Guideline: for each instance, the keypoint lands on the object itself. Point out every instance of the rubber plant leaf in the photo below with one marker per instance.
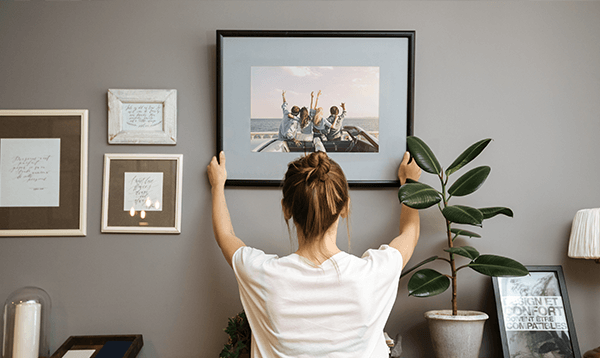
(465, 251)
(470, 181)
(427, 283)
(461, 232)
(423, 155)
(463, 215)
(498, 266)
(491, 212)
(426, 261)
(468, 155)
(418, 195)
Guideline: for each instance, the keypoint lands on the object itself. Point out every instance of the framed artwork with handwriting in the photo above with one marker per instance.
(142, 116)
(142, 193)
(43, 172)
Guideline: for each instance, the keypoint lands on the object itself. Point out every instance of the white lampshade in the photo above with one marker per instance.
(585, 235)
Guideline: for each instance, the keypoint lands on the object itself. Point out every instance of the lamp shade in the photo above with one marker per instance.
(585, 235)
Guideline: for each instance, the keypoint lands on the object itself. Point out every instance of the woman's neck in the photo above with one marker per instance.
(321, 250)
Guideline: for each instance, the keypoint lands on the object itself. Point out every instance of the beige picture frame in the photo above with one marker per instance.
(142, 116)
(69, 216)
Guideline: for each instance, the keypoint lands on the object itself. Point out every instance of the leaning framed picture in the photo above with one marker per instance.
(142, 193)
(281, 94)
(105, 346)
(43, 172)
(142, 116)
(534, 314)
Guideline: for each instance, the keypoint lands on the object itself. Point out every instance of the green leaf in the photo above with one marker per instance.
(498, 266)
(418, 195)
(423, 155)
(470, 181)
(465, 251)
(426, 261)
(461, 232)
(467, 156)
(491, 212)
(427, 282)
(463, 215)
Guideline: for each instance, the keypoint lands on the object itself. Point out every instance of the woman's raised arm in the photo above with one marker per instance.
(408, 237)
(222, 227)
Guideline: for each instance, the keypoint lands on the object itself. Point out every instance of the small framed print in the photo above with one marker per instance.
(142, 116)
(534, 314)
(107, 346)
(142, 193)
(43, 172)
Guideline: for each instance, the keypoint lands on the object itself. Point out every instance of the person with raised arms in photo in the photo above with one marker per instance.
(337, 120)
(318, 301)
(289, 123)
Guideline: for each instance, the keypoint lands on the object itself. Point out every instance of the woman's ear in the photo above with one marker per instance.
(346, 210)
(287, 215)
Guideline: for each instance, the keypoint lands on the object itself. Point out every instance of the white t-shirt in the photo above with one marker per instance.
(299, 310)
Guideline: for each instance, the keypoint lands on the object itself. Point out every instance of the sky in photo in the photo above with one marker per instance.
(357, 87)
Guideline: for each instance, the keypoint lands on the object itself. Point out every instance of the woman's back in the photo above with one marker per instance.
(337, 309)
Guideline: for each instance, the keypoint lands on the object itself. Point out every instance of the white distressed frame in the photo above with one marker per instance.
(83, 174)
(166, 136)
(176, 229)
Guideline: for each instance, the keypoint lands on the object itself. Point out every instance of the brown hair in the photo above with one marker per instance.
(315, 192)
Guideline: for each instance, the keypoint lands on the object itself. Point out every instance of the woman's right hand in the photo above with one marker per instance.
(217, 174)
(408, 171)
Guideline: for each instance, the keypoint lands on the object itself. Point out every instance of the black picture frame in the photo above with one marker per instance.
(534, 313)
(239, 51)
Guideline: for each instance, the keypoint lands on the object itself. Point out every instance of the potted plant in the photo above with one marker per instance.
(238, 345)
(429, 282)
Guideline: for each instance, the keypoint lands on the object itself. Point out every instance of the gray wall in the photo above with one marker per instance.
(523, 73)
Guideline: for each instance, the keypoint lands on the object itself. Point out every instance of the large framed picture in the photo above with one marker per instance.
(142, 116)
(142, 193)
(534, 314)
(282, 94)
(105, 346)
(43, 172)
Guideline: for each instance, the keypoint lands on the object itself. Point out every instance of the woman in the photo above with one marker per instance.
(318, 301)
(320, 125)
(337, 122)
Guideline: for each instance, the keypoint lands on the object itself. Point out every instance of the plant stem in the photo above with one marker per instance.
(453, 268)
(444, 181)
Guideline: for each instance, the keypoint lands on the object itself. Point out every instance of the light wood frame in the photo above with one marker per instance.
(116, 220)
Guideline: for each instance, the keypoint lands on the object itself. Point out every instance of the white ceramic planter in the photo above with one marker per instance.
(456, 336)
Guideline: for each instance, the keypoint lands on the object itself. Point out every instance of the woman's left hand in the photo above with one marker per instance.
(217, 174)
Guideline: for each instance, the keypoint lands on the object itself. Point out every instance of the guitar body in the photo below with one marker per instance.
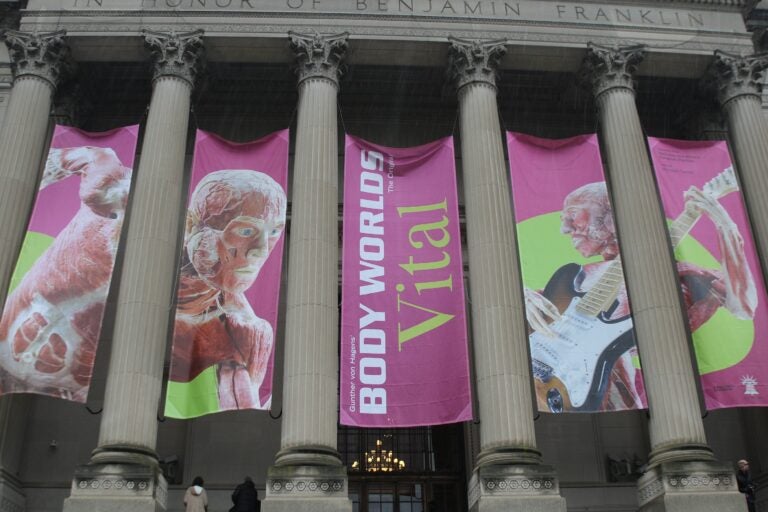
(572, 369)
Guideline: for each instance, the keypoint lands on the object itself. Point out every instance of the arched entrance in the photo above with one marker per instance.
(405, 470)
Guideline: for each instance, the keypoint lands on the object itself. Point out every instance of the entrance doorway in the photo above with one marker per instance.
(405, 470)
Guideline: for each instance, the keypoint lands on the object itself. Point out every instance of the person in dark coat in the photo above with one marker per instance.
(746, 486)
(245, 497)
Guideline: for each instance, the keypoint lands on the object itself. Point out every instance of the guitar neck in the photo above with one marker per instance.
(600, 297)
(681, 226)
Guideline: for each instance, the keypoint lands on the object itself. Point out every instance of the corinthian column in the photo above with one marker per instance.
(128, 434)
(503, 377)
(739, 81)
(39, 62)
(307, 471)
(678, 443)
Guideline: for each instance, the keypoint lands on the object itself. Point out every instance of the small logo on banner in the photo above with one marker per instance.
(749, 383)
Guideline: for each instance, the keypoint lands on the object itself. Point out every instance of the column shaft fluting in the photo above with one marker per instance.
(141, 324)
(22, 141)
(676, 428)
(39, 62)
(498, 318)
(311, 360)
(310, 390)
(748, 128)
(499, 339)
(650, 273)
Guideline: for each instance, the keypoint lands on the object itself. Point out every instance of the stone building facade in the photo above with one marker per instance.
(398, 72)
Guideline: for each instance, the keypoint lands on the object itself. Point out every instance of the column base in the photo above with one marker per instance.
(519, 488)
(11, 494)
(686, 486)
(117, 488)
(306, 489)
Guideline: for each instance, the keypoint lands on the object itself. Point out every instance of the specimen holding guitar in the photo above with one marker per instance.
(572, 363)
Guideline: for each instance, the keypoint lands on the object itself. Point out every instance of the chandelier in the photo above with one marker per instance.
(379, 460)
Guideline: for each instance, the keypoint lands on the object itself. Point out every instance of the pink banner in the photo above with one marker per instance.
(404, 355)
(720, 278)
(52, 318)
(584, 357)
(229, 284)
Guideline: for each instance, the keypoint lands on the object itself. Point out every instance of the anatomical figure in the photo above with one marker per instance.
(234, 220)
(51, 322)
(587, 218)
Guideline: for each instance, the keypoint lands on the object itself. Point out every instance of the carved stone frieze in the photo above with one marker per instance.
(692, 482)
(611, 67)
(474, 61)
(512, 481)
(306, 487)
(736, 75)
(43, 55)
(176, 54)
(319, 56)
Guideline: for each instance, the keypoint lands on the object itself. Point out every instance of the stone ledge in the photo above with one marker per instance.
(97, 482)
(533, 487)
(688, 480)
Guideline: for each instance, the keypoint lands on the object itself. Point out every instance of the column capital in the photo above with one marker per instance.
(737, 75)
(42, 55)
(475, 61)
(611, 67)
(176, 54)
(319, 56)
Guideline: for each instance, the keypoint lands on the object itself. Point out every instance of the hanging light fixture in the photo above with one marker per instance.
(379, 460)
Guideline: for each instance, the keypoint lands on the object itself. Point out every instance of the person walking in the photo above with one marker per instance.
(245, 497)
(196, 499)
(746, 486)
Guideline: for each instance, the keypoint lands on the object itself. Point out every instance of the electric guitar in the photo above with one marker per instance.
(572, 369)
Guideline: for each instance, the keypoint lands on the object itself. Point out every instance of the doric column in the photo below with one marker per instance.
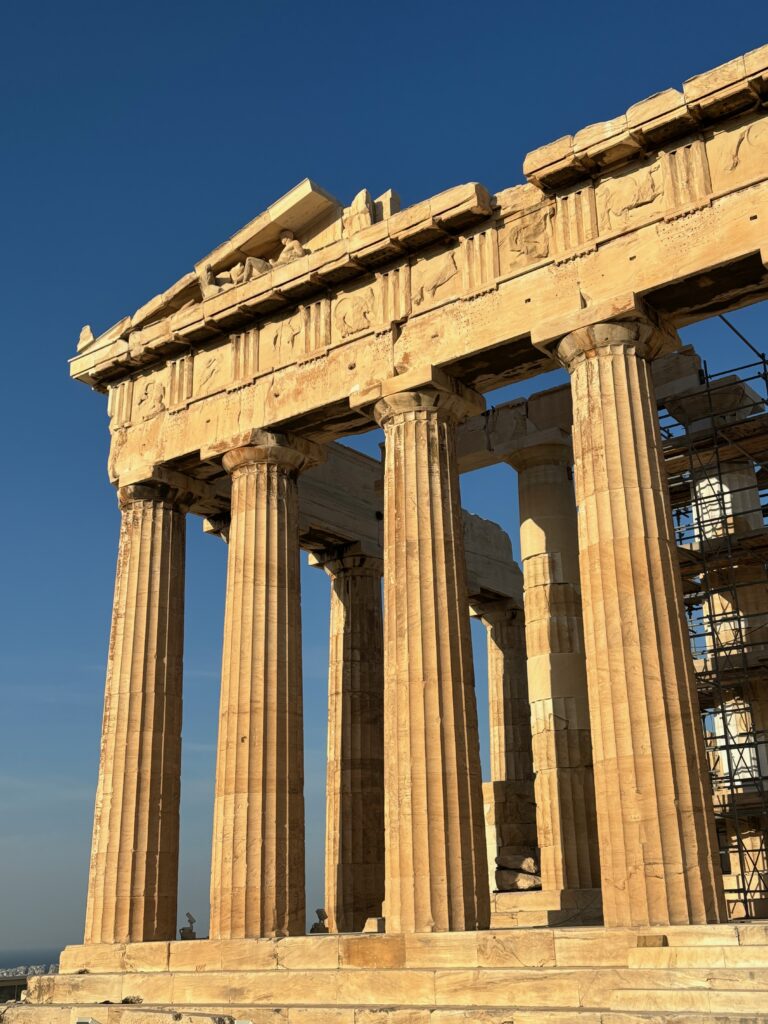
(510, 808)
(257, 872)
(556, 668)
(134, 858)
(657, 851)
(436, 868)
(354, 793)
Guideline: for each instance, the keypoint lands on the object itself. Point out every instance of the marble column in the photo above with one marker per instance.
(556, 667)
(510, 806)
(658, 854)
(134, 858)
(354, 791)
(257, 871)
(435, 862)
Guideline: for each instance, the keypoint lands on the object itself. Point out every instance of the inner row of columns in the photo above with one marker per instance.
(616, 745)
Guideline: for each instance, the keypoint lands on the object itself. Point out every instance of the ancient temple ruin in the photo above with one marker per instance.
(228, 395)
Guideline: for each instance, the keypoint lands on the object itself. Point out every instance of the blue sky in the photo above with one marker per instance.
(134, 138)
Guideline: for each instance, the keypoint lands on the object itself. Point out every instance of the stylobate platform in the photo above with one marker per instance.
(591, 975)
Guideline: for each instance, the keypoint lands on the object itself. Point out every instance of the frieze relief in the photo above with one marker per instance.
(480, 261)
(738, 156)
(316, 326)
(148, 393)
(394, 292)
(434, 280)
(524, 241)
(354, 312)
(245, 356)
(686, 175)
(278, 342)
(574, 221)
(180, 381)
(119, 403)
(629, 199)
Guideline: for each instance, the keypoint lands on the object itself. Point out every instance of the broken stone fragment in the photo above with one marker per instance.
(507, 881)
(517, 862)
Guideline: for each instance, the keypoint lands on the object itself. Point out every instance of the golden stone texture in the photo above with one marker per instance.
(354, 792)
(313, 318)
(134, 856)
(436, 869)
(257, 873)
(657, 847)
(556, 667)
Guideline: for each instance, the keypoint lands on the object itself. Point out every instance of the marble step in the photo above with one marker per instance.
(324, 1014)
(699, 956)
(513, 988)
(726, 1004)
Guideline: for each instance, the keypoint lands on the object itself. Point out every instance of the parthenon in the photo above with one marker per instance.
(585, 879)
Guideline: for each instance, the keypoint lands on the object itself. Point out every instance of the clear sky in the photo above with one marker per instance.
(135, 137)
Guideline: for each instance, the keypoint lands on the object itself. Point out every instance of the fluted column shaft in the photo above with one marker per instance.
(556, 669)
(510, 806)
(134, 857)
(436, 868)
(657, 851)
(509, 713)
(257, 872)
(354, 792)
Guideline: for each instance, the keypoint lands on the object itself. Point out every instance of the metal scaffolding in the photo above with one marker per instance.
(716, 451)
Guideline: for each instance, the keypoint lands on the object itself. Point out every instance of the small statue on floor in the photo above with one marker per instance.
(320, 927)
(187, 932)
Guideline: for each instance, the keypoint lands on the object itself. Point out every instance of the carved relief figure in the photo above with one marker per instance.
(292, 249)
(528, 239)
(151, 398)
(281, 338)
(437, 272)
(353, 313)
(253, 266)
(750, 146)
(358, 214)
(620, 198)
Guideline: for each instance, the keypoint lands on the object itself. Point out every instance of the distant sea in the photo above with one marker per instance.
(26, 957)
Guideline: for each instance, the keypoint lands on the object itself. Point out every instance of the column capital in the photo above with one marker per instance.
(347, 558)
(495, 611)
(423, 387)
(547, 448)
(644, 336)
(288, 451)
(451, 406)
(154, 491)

■ **EXERCISE**: Exactly reproduce the lines from the one containing "the carved relief" through the end of the records, and only those lines.

■ **ANSWER TO THE TASK**:
Guideline: for each instance, the keypoint lands on the object itself. Point out every instance of the carved relief figure in the photo above with one marker per instance.
(292, 249)
(528, 239)
(151, 398)
(281, 338)
(437, 272)
(353, 313)
(253, 266)
(750, 146)
(358, 214)
(620, 198)
Guideline: for each instance, the keypoint lands on the object itself. Point out every instance of the distant sea in the photo above with one marker per instance.
(26, 957)
Guideline: for each instance, the keypoint lands on the object itself. Point out every instance of the column capital in the photo above with one marker per instance.
(347, 558)
(495, 611)
(423, 387)
(547, 448)
(644, 336)
(288, 451)
(451, 406)
(154, 491)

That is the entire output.